- [Task brief] Copy the lines below without any changes, starting at the line that contains "Can you find the metal" and ending with the line that contains "point(240, 83)", both included.

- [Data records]
Begin
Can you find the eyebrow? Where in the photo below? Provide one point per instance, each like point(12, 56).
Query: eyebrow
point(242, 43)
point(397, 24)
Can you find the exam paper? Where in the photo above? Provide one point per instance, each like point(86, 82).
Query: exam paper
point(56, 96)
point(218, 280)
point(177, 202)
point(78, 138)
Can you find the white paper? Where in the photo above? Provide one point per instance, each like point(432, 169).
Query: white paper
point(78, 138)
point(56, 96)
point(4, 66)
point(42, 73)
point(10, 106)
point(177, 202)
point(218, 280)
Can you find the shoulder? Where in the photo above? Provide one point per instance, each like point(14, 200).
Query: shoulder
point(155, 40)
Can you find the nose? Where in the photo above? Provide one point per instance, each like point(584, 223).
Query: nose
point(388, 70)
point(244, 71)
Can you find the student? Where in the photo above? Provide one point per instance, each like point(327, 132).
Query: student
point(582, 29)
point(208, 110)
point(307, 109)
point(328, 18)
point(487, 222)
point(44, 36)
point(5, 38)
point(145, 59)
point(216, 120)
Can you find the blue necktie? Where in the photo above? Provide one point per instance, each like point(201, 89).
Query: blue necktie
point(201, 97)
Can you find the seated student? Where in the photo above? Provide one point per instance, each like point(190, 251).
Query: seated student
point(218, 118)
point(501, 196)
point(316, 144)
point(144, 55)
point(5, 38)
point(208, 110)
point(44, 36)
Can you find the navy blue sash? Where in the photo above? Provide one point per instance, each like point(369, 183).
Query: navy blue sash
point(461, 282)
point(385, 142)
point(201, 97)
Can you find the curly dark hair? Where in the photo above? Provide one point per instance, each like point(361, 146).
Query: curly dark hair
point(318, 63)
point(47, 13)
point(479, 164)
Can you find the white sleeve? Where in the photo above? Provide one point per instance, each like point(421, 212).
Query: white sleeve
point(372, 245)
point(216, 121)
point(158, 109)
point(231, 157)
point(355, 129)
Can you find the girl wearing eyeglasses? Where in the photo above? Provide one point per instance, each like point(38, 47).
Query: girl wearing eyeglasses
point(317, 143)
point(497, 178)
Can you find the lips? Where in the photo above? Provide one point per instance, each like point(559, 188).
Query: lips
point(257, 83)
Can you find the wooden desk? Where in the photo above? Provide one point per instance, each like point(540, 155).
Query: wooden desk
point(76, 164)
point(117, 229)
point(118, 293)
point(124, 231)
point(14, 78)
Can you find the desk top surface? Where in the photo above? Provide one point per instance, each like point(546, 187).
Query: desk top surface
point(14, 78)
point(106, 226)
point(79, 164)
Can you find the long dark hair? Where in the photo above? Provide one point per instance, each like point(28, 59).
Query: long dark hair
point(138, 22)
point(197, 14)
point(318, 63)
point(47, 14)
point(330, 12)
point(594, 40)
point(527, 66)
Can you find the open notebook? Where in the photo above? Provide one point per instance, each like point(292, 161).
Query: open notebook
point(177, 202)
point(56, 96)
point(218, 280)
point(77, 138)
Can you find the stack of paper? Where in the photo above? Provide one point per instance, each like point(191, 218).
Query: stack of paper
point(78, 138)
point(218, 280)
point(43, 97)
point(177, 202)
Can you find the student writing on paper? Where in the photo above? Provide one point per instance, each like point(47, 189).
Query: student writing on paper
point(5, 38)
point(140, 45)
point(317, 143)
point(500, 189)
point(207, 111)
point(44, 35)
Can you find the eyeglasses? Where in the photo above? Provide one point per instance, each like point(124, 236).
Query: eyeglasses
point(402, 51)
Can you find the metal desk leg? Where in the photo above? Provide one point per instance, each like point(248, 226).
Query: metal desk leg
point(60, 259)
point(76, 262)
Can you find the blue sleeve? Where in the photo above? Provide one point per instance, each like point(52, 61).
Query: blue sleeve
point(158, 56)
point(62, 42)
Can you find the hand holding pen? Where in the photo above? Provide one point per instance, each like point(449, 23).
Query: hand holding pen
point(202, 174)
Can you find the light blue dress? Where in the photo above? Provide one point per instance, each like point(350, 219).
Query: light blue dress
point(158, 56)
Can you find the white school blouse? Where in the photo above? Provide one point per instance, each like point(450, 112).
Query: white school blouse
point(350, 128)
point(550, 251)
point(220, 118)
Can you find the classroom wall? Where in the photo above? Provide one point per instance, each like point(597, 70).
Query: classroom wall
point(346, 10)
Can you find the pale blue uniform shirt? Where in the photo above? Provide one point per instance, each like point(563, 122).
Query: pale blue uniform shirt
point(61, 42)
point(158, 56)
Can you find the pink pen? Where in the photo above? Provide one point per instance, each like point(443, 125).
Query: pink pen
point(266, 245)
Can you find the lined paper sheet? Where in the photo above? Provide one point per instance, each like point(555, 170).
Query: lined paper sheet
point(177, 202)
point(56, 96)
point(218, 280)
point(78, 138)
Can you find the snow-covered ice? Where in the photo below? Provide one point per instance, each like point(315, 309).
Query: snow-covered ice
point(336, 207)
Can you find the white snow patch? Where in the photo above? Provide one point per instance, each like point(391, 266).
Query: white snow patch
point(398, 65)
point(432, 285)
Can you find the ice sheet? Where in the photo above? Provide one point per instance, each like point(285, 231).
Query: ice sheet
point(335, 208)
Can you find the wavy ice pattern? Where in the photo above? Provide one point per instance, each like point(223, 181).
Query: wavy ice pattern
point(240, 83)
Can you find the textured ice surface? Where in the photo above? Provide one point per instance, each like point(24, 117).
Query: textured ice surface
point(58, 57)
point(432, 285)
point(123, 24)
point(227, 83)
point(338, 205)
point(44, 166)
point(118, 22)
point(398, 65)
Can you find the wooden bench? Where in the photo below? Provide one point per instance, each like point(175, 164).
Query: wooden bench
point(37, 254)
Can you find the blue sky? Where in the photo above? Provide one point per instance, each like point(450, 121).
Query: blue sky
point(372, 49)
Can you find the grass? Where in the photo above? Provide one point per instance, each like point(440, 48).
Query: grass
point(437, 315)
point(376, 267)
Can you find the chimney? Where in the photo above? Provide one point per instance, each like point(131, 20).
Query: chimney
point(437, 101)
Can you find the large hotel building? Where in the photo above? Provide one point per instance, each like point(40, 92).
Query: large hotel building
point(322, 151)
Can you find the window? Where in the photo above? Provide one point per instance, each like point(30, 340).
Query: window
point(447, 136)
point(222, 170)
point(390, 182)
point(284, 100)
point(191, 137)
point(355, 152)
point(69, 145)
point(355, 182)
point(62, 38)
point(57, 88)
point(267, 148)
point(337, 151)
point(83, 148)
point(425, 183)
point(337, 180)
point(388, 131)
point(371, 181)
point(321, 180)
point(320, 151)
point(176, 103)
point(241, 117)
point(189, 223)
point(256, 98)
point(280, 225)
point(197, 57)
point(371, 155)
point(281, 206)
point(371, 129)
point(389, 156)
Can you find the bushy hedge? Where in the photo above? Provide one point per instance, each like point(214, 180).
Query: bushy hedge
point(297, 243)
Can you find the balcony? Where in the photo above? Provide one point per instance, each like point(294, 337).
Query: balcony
End
- [Reply]
Can you find the metal desk leg? Where in the photo above? Provide one point per instance, each like point(248, 226).
Query: metal desk leg
point(60, 259)
point(76, 262)
Can you find the blue sleeve? Where in the photo above? Provide one point per instance, each like point(52, 61).
Query: blue sleeve
point(158, 56)
point(62, 42)
Can you find the hand holding pen? Where in the photo above? Provide one point per instance, each like point(449, 23).
Query: hand holding pen
point(202, 174)
Can you find the light blue dress? Where in the photo above? Provide one point per instance, each like point(350, 219).
Query: light blue dress
point(158, 56)
Can you find the white school blouse? Where in the photo above? Provide one point per instance, each like point(450, 112).
Query: white school blouse
point(350, 128)
point(550, 251)
point(220, 118)
Can you find the classroom wall? Where in the photo above? Provide one point per instance, each like point(597, 70).
Query: classroom wall
point(346, 10)
Can you find the pale blue uniform shirt? Where in the photo above? Provide one point per instance, each like point(563, 122).
Query: pale blue uniform shirt
point(61, 42)
point(158, 56)
Can you find the pink pen? Where in the photo above? Provide one point per instance, each like point(443, 125).
Query: pink pen
point(266, 245)
Can you find the lined paper sheet? Where in the photo above? Provide one point per instance, each like point(555, 170).
Query: lined paper sheet
point(177, 202)
point(56, 96)
point(218, 280)
point(78, 138)
Can you find the snow-covered ice? Where in the photo below? Provide one point per instance, each like point(315, 309).
Query: snow-covered ice
point(336, 207)
Can you find the white snow patch? Where in the photo above? Provide one point per instance, each like point(391, 266).
Query: white snow patch
point(398, 65)
point(432, 285)
Can you find the ice sheet? Where in the photo above? Provide one point per instance, each like point(285, 231).
Query: ice sheet
point(335, 208)
Can you find the wavy ice pattern? Where in the photo above? Provide one point per instance, each like point(223, 181).
Query: wavy ice pattern
point(240, 83)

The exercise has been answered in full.